--- Start of Dataset entries ---
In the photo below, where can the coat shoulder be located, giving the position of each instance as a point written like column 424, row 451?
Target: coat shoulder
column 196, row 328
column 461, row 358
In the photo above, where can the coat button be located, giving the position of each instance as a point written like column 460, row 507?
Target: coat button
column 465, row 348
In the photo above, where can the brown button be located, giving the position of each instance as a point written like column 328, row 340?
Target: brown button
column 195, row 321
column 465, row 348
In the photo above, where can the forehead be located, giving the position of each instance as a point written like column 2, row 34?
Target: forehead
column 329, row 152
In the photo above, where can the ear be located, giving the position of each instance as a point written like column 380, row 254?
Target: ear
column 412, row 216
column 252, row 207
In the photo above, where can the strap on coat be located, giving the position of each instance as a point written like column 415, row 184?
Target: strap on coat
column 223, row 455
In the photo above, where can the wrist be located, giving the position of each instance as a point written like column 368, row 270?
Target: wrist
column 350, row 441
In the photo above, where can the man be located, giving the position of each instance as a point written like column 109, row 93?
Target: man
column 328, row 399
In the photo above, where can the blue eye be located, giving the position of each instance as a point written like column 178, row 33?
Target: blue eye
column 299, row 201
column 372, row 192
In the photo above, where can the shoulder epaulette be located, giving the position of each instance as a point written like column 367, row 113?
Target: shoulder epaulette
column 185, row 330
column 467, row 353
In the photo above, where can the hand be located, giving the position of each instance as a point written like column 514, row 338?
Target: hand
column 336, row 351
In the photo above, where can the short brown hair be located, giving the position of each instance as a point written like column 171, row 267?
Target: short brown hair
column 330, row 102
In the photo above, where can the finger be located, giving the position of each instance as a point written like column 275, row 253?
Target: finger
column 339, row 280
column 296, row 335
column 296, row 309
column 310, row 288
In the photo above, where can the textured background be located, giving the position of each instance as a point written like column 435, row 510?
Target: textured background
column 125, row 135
--- End of Dataset entries ---
_What is expected_
Rewrite all of the entries, replacing each occurrence of "coat" with "jacket" and leaving everything else unchanged.

_Output_
In the photo below, where can the jacket shoulder be located, giving the position of each instance as a point written like column 424, row 451?
Target: jacket shoulder
column 196, row 328
column 461, row 358
In the photo above, where can the jacket button be located, giving the position of each instance as a point written like column 460, row 507?
Target: jacket button
column 465, row 348
In the photo above, where can the brown button be located, giving the position of each instance as a point written like column 328, row 340?
Target: brown button
column 195, row 321
column 465, row 348
In the photo above, where can the forehead be located, giving the position of each instance as a point written like column 2, row 34?
Target: forehead
column 329, row 152
In the photo above, where can the ear be located, giving the position of each instance as a point written like column 380, row 254?
Target: ear
column 412, row 216
column 252, row 207
In the photo above, where can the strap on jacket be located, giving the position of each instance as a point written like column 415, row 184?
Target: strap on jacket
column 223, row 455
In the photo above, where can the wrist be located, giving the position of each instance as a point written like column 368, row 270?
Target: wrist
column 350, row 441
In the photo above, where can the man be located, giving the position of each instance as a point written like column 109, row 93?
Target: man
column 328, row 399
In the photo above, where can the blue eye be located, giving the position of each instance as a point written like column 178, row 33?
Target: blue eye
column 299, row 201
column 372, row 192
In the photo above, where can the shoulder epaulette be located, giving the position of each instance as a point written like column 367, row 113?
Target: shoulder epaulette
column 185, row 330
column 467, row 353
In the photo above, where can the hand be located, giving the position of each instance as a point written like column 514, row 338?
Target: hand
column 336, row 351
In the photo above, where can the short brown hair be located, giving the position of each instance as a point written like column 171, row 267?
Target: short brown hair
column 330, row 102
In the photo above, where can the finger be located, giving the position of each instance as a point written like column 275, row 253?
Target: finger
column 339, row 280
column 296, row 335
column 296, row 309
column 310, row 288
In the photo above, where can the textured background be located, giving the position of each instance as a point written like column 435, row 510?
Target: textured background
column 125, row 135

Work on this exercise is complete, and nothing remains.